Exercise details:
Reproduce the lines of the material exactly, excluding every image.

Entries shown:
>> start

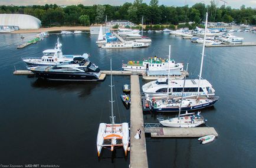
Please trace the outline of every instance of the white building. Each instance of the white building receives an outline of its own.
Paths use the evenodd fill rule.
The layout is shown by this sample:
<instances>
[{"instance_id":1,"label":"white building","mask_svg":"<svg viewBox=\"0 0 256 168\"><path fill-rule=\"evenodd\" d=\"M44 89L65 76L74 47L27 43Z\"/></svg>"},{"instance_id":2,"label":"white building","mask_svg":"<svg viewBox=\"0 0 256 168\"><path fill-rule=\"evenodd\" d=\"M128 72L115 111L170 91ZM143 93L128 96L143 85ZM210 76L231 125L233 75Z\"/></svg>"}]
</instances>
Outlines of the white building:
<instances>
[{"instance_id":1,"label":"white building","mask_svg":"<svg viewBox=\"0 0 256 168\"><path fill-rule=\"evenodd\" d=\"M18 29L38 29L41 21L34 17L24 14L0 14L0 27Z\"/></svg>"},{"instance_id":2,"label":"white building","mask_svg":"<svg viewBox=\"0 0 256 168\"><path fill-rule=\"evenodd\" d=\"M109 27L111 27L116 25L119 26L123 26L123 27L128 25L130 27L134 26L134 24L128 21L117 20L117 21L111 21L110 22L107 22L107 25Z\"/></svg>"}]
</instances>

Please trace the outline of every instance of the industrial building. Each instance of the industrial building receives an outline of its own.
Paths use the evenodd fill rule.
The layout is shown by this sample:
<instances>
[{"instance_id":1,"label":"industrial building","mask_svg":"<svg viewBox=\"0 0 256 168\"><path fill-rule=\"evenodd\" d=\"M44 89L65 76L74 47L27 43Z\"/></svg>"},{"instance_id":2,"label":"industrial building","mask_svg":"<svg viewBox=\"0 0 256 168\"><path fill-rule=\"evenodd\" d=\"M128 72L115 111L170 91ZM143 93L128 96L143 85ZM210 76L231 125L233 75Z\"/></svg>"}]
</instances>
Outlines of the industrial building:
<instances>
[{"instance_id":1,"label":"industrial building","mask_svg":"<svg viewBox=\"0 0 256 168\"><path fill-rule=\"evenodd\" d=\"M41 26L41 21L31 15L0 14L0 31L38 29Z\"/></svg>"}]
</instances>

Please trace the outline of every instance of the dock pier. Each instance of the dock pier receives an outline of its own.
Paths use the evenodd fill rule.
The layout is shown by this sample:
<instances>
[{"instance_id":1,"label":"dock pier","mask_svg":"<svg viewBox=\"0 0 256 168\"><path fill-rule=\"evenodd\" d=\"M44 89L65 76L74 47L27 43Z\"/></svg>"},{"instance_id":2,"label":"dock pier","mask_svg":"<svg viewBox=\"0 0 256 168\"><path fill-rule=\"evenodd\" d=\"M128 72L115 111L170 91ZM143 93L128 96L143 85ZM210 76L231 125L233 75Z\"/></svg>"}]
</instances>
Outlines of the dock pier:
<instances>
[{"instance_id":1,"label":"dock pier","mask_svg":"<svg viewBox=\"0 0 256 168\"><path fill-rule=\"evenodd\" d=\"M160 127L160 123L145 123L145 131L155 138L201 137L208 135L218 136L213 127Z\"/></svg>"},{"instance_id":2,"label":"dock pier","mask_svg":"<svg viewBox=\"0 0 256 168\"><path fill-rule=\"evenodd\" d=\"M130 167L147 168L147 149L144 130L144 120L138 75L131 75L130 153ZM140 139L136 139L137 130L142 130Z\"/></svg>"}]
</instances>

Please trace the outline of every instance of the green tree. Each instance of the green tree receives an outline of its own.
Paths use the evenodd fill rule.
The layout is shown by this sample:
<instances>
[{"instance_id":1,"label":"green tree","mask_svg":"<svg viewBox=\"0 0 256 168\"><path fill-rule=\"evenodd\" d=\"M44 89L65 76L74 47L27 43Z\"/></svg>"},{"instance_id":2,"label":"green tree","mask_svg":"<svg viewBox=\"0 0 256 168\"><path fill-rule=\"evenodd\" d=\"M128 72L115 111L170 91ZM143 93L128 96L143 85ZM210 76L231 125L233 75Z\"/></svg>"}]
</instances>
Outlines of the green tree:
<instances>
[{"instance_id":1,"label":"green tree","mask_svg":"<svg viewBox=\"0 0 256 168\"><path fill-rule=\"evenodd\" d=\"M134 5L132 5L128 8L128 18L130 21L133 21L137 18L137 8Z\"/></svg>"},{"instance_id":2,"label":"green tree","mask_svg":"<svg viewBox=\"0 0 256 168\"><path fill-rule=\"evenodd\" d=\"M151 6L158 6L158 0L150 0L149 5Z\"/></svg>"},{"instance_id":3,"label":"green tree","mask_svg":"<svg viewBox=\"0 0 256 168\"><path fill-rule=\"evenodd\" d=\"M84 24L84 26L90 25L90 17L88 15L83 15L79 17L79 21L81 24Z\"/></svg>"},{"instance_id":4,"label":"green tree","mask_svg":"<svg viewBox=\"0 0 256 168\"><path fill-rule=\"evenodd\" d=\"M97 6L96 17L95 18L97 23L102 23L105 16L106 7L99 5Z\"/></svg>"},{"instance_id":5,"label":"green tree","mask_svg":"<svg viewBox=\"0 0 256 168\"><path fill-rule=\"evenodd\" d=\"M230 23L233 21L233 18L231 16L225 14L222 17L222 21L226 23Z\"/></svg>"}]
</instances>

>> end

Task response:
Please trace the outline of every instance of the white building. Each instance of the white building receives an outline of its own.
Paths use the evenodd fill rule.
The layout is shown by this sample:
<instances>
[{"instance_id":1,"label":"white building","mask_svg":"<svg viewBox=\"0 0 256 168\"><path fill-rule=\"evenodd\" d=\"M44 89L65 76L74 47L27 43Z\"/></svg>"},{"instance_id":2,"label":"white building","mask_svg":"<svg viewBox=\"0 0 256 168\"><path fill-rule=\"evenodd\" d=\"M128 72L115 111L170 91ZM143 93L128 96L143 85ZM210 76L231 125L233 75Z\"/></svg>"}]
</instances>
Outlines of the white building:
<instances>
[{"instance_id":1,"label":"white building","mask_svg":"<svg viewBox=\"0 0 256 168\"><path fill-rule=\"evenodd\" d=\"M18 29L38 29L41 21L34 17L24 14L0 14L0 27Z\"/></svg>"},{"instance_id":2,"label":"white building","mask_svg":"<svg viewBox=\"0 0 256 168\"><path fill-rule=\"evenodd\" d=\"M109 27L111 27L116 25L119 26L123 26L123 27L128 25L130 27L134 26L134 24L128 21L117 20L117 21L111 21L110 22L107 22L107 25Z\"/></svg>"}]
</instances>

Please trace the outline of every instance of the industrial building. Each instance of the industrial building receives an outline of its own.
Paths use the evenodd fill rule.
The layout is shown by this sample:
<instances>
[{"instance_id":1,"label":"industrial building","mask_svg":"<svg viewBox=\"0 0 256 168\"><path fill-rule=\"evenodd\" d=\"M44 89L65 76L74 47L27 43Z\"/></svg>"},{"instance_id":2,"label":"industrial building","mask_svg":"<svg viewBox=\"0 0 256 168\"><path fill-rule=\"evenodd\" d=\"M128 72L115 111L170 91ZM143 93L128 96L143 85ZM210 76L231 125L233 75Z\"/></svg>"}]
</instances>
Outlines of the industrial building:
<instances>
[{"instance_id":1,"label":"industrial building","mask_svg":"<svg viewBox=\"0 0 256 168\"><path fill-rule=\"evenodd\" d=\"M41 26L41 21L31 15L0 14L0 31L38 29Z\"/></svg>"}]
</instances>

Please trace the outline of every instance of the dock pier. Each instance of the dock pier receives an outline of its own.
Paths use the evenodd fill rule.
The layout is shown by this sample:
<instances>
[{"instance_id":1,"label":"dock pier","mask_svg":"<svg viewBox=\"0 0 256 168\"><path fill-rule=\"evenodd\" d=\"M44 89L65 76L74 47L27 43Z\"/></svg>"},{"instance_id":2,"label":"dock pier","mask_svg":"<svg viewBox=\"0 0 256 168\"><path fill-rule=\"evenodd\" d=\"M128 72L115 111L170 91ZM143 93L128 96L143 85ZM210 76L231 125L233 75Z\"/></svg>"}]
</instances>
Outlines of the dock pier:
<instances>
[{"instance_id":1,"label":"dock pier","mask_svg":"<svg viewBox=\"0 0 256 168\"><path fill-rule=\"evenodd\" d=\"M160 127L160 123L145 123L145 131L155 138L201 137L208 135L218 136L213 127Z\"/></svg>"},{"instance_id":2,"label":"dock pier","mask_svg":"<svg viewBox=\"0 0 256 168\"><path fill-rule=\"evenodd\" d=\"M130 167L147 168L147 149L144 130L144 120L138 75L131 75L130 153ZM140 139L136 139L137 130L142 130Z\"/></svg>"}]
</instances>

Please trace the outline of every instance of the green tree. Each instance of the green tree receives an outline of its own.
Paths use the evenodd fill rule.
The layout is shown by this sample:
<instances>
[{"instance_id":1,"label":"green tree","mask_svg":"<svg viewBox=\"0 0 256 168\"><path fill-rule=\"evenodd\" d=\"M44 89L65 76L74 47L27 43Z\"/></svg>"},{"instance_id":2,"label":"green tree","mask_svg":"<svg viewBox=\"0 0 256 168\"><path fill-rule=\"evenodd\" d=\"M128 72L115 111L170 91ZM143 93L128 96L143 85ZM210 76L231 125L233 75Z\"/></svg>"}]
</instances>
Outlines of the green tree:
<instances>
[{"instance_id":1,"label":"green tree","mask_svg":"<svg viewBox=\"0 0 256 168\"><path fill-rule=\"evenodd\" d=\"M134 5L132 5L128 8L128 18L130 21L133 21L137 18L137 8Z\"/></svg>"},{"instance_id":2,"label":"green tree","mask_svg":"<svg viewBox=\"0 0 256 168\"><path fill-rule=\"evenodd\" d=\"M151 6L158 6L158 0L150 0L149 5Z\"/></svg>"},{"instance_id":3,"label":"green tree","mask_svg":"<svg viewBox=\"0 0 256 168\"><path fill-rule=\"evenodd\" d=\"M84 24L84 26L90 25L90 17L88 15L83 15L79 17L79 21L81 24Z\"/></svg>"},{"instance_id":4,"label":"green tree","mask_svg":"<svg viewBox=\"0 0 256 168\"><path fill-rule=\"evenodd\" d=\"M97 6L96 17L95 18L97 23L102 23L105 16L106 7L99 5Z\"/></svg>"},{"instance_id":5,"label":"green tree","mask_svg":"<svg viewBox=\"0 0 256 168\"><path fill-rule=\"evenodd\" d=\"M230 23L233 21L233 18L231 16L225 14L222 17L222 21L226 23Z\"/></svg>"}]
</instances>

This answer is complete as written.